#### Short exercise
Below is a block of records; reproduce all of them exactly and leave out any pictures.
━━━
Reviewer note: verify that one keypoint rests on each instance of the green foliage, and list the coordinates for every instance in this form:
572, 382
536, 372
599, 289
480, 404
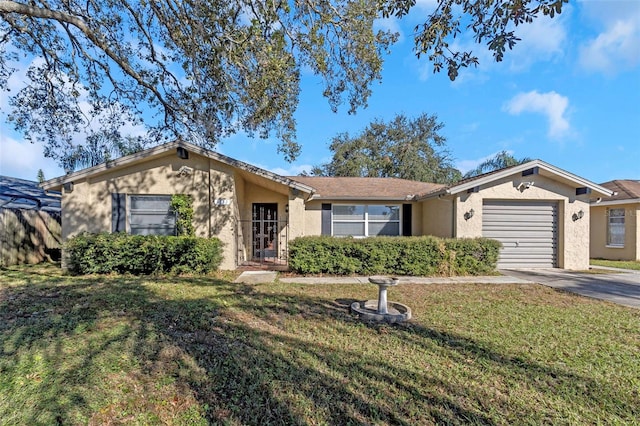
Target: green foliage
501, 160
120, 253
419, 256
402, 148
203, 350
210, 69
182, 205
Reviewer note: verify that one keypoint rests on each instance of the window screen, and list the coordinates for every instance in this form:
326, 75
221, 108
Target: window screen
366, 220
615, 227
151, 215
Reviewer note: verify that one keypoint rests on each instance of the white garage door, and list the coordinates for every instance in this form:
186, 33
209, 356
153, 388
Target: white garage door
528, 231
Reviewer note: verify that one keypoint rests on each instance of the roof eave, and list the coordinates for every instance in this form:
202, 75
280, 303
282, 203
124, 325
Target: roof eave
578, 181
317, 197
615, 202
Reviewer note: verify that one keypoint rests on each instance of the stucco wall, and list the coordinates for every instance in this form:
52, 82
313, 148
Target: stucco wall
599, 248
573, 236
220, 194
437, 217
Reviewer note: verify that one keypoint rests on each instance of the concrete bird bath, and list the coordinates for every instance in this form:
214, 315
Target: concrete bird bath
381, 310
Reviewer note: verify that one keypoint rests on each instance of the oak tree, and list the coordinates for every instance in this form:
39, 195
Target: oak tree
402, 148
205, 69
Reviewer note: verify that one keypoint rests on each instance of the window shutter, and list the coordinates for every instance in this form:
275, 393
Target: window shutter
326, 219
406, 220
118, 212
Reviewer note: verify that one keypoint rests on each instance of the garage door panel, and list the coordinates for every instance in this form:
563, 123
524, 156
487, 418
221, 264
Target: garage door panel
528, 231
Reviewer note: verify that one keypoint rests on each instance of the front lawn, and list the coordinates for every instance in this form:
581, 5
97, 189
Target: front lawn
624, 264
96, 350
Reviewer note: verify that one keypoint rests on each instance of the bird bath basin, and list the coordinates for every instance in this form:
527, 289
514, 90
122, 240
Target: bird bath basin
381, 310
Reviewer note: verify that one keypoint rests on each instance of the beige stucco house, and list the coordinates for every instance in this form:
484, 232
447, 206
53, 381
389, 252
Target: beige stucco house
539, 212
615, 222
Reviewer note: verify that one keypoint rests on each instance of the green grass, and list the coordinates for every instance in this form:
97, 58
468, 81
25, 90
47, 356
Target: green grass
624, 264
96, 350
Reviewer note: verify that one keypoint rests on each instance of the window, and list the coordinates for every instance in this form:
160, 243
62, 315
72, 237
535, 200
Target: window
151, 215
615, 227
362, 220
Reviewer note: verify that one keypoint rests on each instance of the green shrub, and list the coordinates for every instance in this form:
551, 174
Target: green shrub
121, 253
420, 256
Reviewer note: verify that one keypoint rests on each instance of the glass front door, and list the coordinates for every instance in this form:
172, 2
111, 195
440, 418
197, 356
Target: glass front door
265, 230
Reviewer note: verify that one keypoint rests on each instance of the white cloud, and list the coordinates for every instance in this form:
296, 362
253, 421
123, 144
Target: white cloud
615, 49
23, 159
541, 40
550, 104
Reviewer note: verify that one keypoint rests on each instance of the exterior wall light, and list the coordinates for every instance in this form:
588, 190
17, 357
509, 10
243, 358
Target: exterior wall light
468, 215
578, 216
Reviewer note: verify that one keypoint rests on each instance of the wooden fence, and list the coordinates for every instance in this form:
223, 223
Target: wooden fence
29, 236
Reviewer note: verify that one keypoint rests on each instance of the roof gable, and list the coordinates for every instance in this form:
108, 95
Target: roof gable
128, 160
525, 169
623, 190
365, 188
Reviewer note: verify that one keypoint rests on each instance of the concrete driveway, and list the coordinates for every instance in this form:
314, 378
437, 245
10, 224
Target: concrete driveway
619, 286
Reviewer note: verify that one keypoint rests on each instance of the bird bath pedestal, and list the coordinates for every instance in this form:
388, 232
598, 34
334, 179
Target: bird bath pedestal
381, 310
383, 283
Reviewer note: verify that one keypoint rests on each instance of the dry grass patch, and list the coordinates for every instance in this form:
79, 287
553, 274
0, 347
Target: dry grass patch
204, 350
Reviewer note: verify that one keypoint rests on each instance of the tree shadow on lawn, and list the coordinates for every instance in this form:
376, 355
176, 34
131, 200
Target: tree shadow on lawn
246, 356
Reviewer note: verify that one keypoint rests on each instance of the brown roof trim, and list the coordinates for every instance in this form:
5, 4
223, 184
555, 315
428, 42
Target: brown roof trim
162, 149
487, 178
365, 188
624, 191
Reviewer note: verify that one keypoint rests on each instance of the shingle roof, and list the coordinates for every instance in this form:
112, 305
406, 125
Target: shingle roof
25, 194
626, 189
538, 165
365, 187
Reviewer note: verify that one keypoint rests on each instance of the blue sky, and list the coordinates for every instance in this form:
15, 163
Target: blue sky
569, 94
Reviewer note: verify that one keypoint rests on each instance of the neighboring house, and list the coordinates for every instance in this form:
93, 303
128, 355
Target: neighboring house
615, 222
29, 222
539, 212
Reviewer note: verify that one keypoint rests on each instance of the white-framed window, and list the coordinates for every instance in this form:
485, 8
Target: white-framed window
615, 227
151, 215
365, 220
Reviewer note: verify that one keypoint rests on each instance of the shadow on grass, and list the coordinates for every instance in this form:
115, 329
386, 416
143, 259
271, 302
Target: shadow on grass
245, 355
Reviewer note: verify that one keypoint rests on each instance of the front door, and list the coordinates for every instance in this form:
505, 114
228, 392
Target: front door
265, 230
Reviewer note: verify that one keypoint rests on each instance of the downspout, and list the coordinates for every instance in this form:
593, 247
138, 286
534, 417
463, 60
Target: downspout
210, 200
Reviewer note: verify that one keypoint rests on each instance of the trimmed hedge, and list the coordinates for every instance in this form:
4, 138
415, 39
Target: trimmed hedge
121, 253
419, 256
━━━
#### Result of this exercise
Reviewer note: verify that one keypoint rests on each instance of the green foliage, and list the coordinates for every instance in this form:
572, 382
536, 372
599, 289
480, 404
Target: green foliage
501, 160
120, 253
419, 256
402, 148
203, 350
210, 69
182, 205
Reviewer note: verify that one keypoint rests on each instance of the window screen, and list the coordinates for every instance in this form:
326, 75
221, 108
Target: window screen
366, 220
615, 227
151, 215
Reviewer note: verify that one keypoint rests on each instance of the white garage door, and list the coordinates for every instance in this form:
186, 33
209, 356
153, 388
Target: white garage door
528, 231
Reviewer note: verify that one keypoint rests on each instance of the roof eave, and list the coordinates for every instance in this form:
202, 75
280, 303
282, 203
124, 325
Target: roof eave
578, 181
317, 197
615, 202
Reviewer note: verify that one keypoint rests on each instance of the stucco wall, and list the coordinates for every instance in this form:
52, 82
313, 148
Target: stucco wall
599, 248
573, 236
220, 194
437, 217
Reviewer note: verify that one keypoint rests on each instance of the concrete bird bath, and list the coordinates for every instance in this form:
214, 315
Target: concrete bird bath
381, 310
Reviewer note: verify that one keypoint rests on each instance of the oak tree, and list the coordinates for every instance in this form:
39, 195
Target: oak tree
402, 148
205, 69
Reviewer note: verify that one keypoint rests on each instance of the window shutter, and list the coordinates for every instance in this form:
275, 393
Target: window shutter
326, 219
406, 220
118, 212
Reviewer note: verify that one keypoint rests on each instance of the garage door panel, and list the coordinates for every instance in this form:
563, 123
524, 156
487, 418
221, 264
Target: garage door panel
528, 231
Reviewer note: verify that one keypoint rests on each instance of the front lawn, and list the coordinates for every instance in this form:
581, 5
97, 189
Target: front lawn
624, 264
96, 350
Reviewer note: verify that one keypoint rests on each instance of the bird bath basin, and list the coordinates for every instance in this form:
527, 289
514, 90
122, 240
Target: bird bath basin
381, 310
Reviewer note: verify that one keypoint rests on each instance of the beige stucco house, and list the coordinates for every instance in this form:
484, 232
447, 206
53, 381
389, 252
Target: beige stucco house
539, 212
615, 222
Reviewer note: verify that one keypoint rests on each instance of the green grass, and list the coordinates for every instance in this form:
97, 58
468, 81
25, 90
47, 356
Target: green grass
624, 264
96, 350
Reviewer note: verify that one keypoint rests on each instance of the window, and list the coordinates for every instance in this form:
160, 243
62, 315
72, 237
535, 200
Target: window
151, 215
615, 227
362, 220
Reviewer note: verify that one keypoint rests on each instance of the green shrub, and list the coordinates for every instance in this form:
551, 174
Target: green shrub
121, 253
420, 256
Reviewer note: verify that one keypoint rests on each instance of the glass front door, and list the coordinates for every instance in this form:
172, 2
111, 195
440, 418
197, 356
Target: glass front door
265, 230
Reviewer note: verify that one keypoint rests on each instance of the white cloud, and list the coordinates for every instance in this form:
296, 362
253, 421
123, 144
Target: white cloud
615, 49
23, 159
541, 40
550, 104
Reviewer note: verify that one keypoint rests on each instance of the exterior wall light, and list the coordinates for every instance in this form:
588, 190
17, 357
509, 10
243, 358
Target: exterior wall light
468, 215
578, 216
Reviewer note: verify that one keypoint rests on each instance of the wooden fence, and list the coordinates for every instance in this form:
223, 223
Target: wooden fence
29, 236
Reviewer note: verify that one keypoint rests on each instance of the roof gable, and list the coordinates for every instance in this form:
108, 95
Target: roof gable
128, 160
525, 169
623, 190
365, 188
Reviewer note: verify that one keypoint rests on each instance of the concrete driveway, and list the coordinates for every instance in this form:
314, 378
437, 245
10, 224
Target: concrete driveway
619, 286
Reviewer note: verify that one keypoint rests on each instance of the bird bath pedestal, and list the coordinates for every instance in this form:
388, 232
598, 34
334, 179
Target: bird bath pedestal
381, 310
383, 283
Reviewer note: verify that one keypoint rests on each instance of the dry grass patch, and list the coordinates for every instance in this form:
79, 287
553, 274
0, 347
Target: dry grass patch
204, 350
Reviewer note: verify that one keypoint rests on each instance of the tree shadow on lawn, and list the coordinates for every instance in this form:
376, 355
176, 34
131, 200
Target: tree shadow on lawn
246, 356
Reviewer note: verify that one keypoint rests on each instance of the brown roof trim, and list the coordinates for every instance in this form:
5, 4
223, 184
555, 315
428, 42
Target: brown roof trim
162, 149
487, 178
365, 188
624, 191
Reviewer note: verify that one keypoint rests on each instance of the shingle roof, and list the coordinates for every instance in this form:
112, 305
406, 125
Target: shingle roof
25, 194
626, 189
538, 165
365, 187
Reviewer note: verify that one keypoint rests on each instance of the blue sky, and list the coordinates for every instance in this form:
15, 163
Target: blue sky
569, 94
Reviewer note: verify that one keypoint rests on each instance of the neighboring house, and list the coordinates for every instance in this form:
93, 303
128, 355
Target: neighboring house
615, 222
29, 222
539, 212
Reviewer note: verify that one keypoint rests on each instance of the white-framed window, and list the coordinates for every instance in this form:
485, 8
Target: white-framed window
615, 227
151, 215
365, 220
Reviewer note: verify that one keypoint rests on each instance of the shadow on grass, and list the coordinates for every instance in this form:
115, 329
386, 416
143, 259
271, 302
Target: shadow on grass
245, 355
Reviewer note: verify that one keypoint rests on each instance of the front door, and list the coordinates for every instance in this form:
505, 114
228, 392
Target: front door
265, 230
Reviewer note: verify that one keypoint rests on each instance of the downspout, and list the coordinates for every instance in this form:
593, 247
138, 286
534, 417
463, 60
Target: downspout
210, 200
Reviewer note: verify that one keypoint rests on each instance of the trimmed hedge, and list the coordinates for every instance in this form:
4, 138
415, 39
Target: trimmed hedge
121, 253
419, 256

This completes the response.